* [What is required]: First find the line with "drop one pin per instance, shaped like <point>404,452</point>." in the entries below, then set down exactly every line through the line with "tag the red helmet stripe", that line included.

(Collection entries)
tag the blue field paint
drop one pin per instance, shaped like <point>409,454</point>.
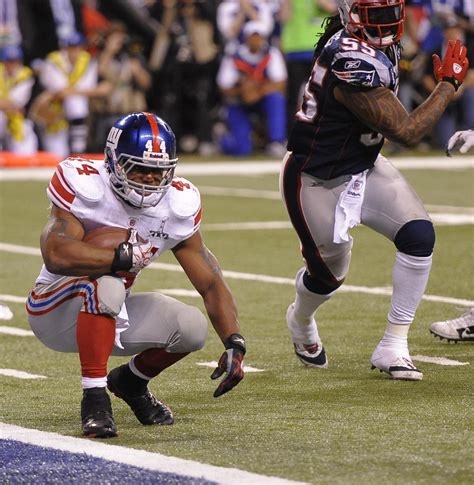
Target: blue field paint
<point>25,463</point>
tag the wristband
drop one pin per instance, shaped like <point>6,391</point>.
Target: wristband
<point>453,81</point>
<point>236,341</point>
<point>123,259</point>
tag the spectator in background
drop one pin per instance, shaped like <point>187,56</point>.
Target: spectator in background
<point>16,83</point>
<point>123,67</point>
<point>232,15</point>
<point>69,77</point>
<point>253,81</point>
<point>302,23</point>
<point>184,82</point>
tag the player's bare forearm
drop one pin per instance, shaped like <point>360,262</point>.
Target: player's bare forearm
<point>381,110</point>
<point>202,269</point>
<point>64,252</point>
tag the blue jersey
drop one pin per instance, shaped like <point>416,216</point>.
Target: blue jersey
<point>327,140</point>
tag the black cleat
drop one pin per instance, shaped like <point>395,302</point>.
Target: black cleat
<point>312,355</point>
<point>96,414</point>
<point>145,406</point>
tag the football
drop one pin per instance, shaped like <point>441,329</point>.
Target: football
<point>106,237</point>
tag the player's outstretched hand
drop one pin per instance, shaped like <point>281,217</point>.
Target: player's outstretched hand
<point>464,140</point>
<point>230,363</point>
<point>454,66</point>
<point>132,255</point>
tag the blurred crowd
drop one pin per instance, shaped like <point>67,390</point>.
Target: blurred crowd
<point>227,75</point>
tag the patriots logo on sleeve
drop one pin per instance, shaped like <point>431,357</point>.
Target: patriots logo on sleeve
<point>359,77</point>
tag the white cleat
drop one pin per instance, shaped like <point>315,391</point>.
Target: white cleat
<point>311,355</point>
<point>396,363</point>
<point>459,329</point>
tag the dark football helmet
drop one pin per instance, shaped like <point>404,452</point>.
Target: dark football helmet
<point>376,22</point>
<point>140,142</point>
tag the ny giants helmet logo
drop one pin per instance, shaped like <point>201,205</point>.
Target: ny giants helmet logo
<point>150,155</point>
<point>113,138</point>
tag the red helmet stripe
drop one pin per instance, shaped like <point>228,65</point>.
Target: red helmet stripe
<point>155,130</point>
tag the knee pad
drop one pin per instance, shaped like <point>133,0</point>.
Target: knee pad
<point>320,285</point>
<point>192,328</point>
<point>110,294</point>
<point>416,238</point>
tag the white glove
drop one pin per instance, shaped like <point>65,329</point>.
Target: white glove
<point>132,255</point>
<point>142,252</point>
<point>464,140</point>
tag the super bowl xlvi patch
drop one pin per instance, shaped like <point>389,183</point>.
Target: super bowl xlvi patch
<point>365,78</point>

==

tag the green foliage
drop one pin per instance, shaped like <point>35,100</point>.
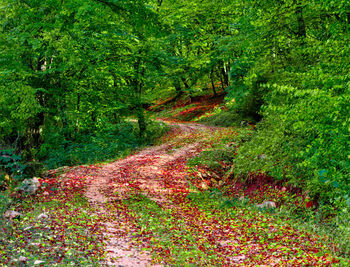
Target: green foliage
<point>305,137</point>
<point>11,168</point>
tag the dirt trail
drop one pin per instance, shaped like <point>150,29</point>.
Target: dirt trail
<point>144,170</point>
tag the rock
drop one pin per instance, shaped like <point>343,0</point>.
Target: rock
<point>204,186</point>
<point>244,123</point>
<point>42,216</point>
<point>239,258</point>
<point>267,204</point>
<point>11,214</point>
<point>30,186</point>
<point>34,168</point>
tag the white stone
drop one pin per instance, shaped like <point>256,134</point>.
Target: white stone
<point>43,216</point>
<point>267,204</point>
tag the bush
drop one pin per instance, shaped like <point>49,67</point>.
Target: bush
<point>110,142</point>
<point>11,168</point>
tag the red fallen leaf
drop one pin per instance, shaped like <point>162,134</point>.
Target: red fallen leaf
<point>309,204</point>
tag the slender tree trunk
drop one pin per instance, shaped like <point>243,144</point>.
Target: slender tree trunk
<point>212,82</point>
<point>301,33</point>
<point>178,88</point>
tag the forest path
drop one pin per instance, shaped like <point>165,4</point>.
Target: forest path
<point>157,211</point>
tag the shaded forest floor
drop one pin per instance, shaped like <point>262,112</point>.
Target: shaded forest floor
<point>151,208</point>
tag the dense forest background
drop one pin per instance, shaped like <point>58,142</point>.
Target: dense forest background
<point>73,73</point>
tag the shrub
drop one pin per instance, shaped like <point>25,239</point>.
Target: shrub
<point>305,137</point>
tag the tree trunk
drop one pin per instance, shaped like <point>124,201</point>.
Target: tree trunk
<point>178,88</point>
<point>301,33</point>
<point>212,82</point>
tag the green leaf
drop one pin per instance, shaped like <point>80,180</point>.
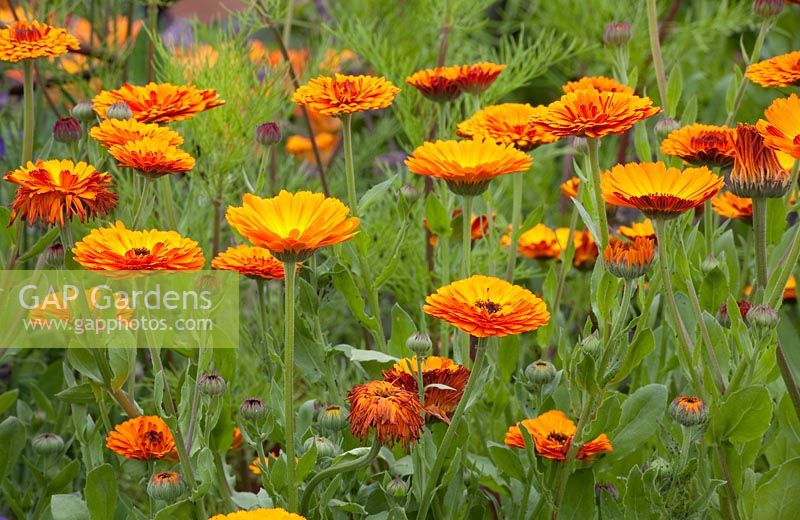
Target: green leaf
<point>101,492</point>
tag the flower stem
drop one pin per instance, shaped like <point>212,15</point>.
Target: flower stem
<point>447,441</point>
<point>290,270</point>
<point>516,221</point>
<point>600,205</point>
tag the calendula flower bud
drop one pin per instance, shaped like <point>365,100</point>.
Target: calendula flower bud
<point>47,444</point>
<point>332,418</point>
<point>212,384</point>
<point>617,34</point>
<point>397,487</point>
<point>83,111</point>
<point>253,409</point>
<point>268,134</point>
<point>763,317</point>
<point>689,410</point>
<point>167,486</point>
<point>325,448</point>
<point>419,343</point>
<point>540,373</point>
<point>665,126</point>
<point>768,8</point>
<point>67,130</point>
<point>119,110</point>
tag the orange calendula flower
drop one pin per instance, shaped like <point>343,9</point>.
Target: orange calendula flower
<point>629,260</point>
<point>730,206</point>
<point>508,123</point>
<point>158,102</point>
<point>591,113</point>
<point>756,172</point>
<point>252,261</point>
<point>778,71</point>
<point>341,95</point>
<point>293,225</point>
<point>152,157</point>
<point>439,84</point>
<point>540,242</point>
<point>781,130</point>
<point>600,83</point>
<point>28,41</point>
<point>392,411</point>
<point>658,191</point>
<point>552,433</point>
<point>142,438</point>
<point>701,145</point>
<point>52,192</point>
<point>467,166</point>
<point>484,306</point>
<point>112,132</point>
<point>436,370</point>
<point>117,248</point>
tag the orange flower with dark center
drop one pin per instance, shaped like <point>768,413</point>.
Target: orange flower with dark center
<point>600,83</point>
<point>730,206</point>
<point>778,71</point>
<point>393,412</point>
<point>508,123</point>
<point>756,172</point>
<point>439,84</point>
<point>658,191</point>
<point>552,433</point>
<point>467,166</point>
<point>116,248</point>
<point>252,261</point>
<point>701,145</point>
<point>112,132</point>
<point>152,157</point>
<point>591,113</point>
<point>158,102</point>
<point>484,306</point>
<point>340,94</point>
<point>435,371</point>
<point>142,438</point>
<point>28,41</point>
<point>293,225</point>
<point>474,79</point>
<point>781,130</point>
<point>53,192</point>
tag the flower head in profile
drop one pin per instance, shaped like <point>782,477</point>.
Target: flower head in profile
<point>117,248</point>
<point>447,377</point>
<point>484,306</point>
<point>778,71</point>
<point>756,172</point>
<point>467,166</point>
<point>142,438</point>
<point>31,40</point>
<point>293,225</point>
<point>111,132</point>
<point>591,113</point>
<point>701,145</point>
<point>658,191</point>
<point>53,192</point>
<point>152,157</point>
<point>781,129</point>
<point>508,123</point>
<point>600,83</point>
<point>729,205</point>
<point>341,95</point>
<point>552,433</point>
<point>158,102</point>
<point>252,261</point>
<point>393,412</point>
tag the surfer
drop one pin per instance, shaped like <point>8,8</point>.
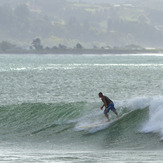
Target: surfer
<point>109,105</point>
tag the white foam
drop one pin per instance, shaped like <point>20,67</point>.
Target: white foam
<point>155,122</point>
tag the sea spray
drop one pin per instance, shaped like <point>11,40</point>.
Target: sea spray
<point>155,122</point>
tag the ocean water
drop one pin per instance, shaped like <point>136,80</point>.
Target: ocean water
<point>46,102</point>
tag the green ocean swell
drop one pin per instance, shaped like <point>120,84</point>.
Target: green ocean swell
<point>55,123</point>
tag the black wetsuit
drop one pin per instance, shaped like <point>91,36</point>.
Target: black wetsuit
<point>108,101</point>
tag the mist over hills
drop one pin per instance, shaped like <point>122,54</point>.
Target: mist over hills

* [Response for this exercise]:
drop one pin per instance, shaped like <point>404,452</point>.
Target: dark football helmet
<point>376,22</point>
<point>140,142</point>
tag the ny giants helmet logo
drop one pin per instance, shaped like <point>201,205</point>.
Target: ny giants helmet logo
<point>150,155</point>
<point>113,138</point>
tag the red helmet stripe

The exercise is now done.